**WORK INSTRUCTIONS**
Find the line with "Annotate the black hooded". Transcribe it and each later line of the data exactly, up to and including the last.

▬▬▬▬▬▬▬▬▬▬

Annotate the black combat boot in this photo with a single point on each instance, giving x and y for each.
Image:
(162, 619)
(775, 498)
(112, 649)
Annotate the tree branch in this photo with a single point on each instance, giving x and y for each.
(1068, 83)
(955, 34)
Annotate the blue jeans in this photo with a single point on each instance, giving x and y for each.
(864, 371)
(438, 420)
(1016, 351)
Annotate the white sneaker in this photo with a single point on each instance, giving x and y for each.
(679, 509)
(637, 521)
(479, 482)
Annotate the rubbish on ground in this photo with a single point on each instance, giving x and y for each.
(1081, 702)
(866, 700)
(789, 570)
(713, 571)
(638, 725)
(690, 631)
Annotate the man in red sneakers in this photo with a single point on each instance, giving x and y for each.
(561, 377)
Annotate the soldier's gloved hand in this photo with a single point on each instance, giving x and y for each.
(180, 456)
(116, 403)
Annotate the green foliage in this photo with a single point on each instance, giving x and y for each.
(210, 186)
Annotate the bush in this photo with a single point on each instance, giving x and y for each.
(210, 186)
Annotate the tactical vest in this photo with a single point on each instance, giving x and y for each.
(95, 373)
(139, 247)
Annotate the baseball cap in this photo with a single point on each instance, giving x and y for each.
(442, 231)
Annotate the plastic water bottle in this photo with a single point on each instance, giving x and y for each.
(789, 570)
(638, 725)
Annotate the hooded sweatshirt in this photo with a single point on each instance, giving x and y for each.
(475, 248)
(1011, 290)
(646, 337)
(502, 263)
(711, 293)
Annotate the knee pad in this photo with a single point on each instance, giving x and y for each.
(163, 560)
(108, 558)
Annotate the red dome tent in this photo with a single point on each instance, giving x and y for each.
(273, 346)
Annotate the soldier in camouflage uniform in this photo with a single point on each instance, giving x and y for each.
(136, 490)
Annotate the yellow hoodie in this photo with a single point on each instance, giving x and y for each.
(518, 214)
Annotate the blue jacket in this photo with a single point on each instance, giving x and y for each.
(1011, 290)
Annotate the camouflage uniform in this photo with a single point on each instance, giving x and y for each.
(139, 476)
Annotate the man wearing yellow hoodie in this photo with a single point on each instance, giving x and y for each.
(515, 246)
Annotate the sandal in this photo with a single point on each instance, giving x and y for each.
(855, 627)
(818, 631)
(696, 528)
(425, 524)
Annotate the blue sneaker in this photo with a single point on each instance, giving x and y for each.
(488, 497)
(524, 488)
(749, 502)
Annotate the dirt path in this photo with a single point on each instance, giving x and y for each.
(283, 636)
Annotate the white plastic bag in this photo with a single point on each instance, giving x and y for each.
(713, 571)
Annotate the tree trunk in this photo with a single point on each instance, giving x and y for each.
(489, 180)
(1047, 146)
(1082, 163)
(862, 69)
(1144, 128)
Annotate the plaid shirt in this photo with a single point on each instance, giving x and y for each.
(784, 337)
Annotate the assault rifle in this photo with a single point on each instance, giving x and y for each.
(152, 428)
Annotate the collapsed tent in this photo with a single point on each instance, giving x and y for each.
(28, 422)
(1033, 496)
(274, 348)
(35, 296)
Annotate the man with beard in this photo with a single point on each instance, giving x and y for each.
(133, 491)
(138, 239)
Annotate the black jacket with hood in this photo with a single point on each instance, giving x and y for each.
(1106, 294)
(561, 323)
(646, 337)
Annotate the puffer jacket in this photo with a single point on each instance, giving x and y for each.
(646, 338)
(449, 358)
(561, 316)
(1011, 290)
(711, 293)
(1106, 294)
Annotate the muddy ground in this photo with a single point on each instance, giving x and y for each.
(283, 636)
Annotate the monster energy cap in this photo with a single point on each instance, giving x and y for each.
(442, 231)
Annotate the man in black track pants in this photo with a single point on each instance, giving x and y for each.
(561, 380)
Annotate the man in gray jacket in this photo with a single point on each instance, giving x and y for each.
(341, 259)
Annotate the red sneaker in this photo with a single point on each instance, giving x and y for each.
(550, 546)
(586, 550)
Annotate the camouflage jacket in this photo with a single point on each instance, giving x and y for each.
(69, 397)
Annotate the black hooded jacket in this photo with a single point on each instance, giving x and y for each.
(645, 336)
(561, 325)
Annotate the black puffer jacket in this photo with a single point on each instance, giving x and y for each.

▬▬▬▬▬▬▬▬▬▬

**RESULT OF THE EXERCISE**
Annotate the black hooded jacket in this photo with a single point on each instance, giving x and y for each.
(645, 336)
(561, 325)
Annotate the black puffer jacket in this photo with a single point on each instance, giving x and y for each.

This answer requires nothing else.